_WORK INSTRUCTION_
All of the data below is to be copied exactly.

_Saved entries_

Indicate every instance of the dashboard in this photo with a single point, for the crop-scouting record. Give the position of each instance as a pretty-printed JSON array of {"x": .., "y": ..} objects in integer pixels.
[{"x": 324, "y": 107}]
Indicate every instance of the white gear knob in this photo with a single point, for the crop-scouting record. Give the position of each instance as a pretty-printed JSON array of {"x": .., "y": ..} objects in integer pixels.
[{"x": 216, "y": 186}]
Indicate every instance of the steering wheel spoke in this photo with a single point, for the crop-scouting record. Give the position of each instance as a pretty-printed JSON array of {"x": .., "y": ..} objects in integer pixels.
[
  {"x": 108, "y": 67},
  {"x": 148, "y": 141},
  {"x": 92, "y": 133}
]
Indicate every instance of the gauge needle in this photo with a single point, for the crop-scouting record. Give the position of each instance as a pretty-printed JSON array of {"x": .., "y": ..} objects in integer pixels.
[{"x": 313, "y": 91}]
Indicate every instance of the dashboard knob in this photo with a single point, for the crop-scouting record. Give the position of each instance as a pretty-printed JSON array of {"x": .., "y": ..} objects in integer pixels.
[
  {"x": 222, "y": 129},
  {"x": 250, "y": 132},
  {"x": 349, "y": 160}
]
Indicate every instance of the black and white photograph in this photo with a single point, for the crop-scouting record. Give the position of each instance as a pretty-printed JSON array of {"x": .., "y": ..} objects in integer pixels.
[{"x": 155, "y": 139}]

_SOLUTION FOR THIS TASK_
Indicate every instance of the dashboard in this photo with a single point, for the crop-scouting record. Give the position of each instance as a pretty-printed JSON array of {"x": .., "y": ..} objects in integer pixels.
[{"x": 324, "y": 107}]
Indicate every instance of the white gear knob in this photo with a single point, for the crop-scouting record. Give the position of each instance as a pretty-printed JSON array of {"x": .., "y": ..} objects in integer pixels.
[{"x": 216, "y": 186}]
Indicate every instance of the steering wheel spoke in this photo with a single point, for the crop-scouting record. Give the position of each instance as a pretty-printed JSON array of {"x": .., "y": ..} objects in integer pixels.
[
  {"x": 108, "y": 67},
  {"x": 148, "y": 141},
  {"x": 92, "y": 133}
]
Indicate every instance of the gauge needle in this photo with a single point, for the crop-scouting record. Give the position of each instance as a pretty-printed JSON array of {"x": .., "y": ..} objects in integer pixels.
[{"x": 313, "y": 91}]
Indicate every instance of the dashboard knob in this photo with a single point, for the crop-scouting record. Give the position of each instance as a pretty-printed JSON array of {"x": .., "y": ..} objects in integer pixels.
[
  {"x": 222, "y": 129},
  {"x": 250, "y": 132},
  {"x": 349, "y": 160}
]
Indicate every instance of the black and white photograph in this photo with a single point, for the crop-scouting record. Give the position of each instance as a pretty-printed JSON array of {"x": .., "y": ..} objects in integer pixels.
[{"x": 155, "y": 139}]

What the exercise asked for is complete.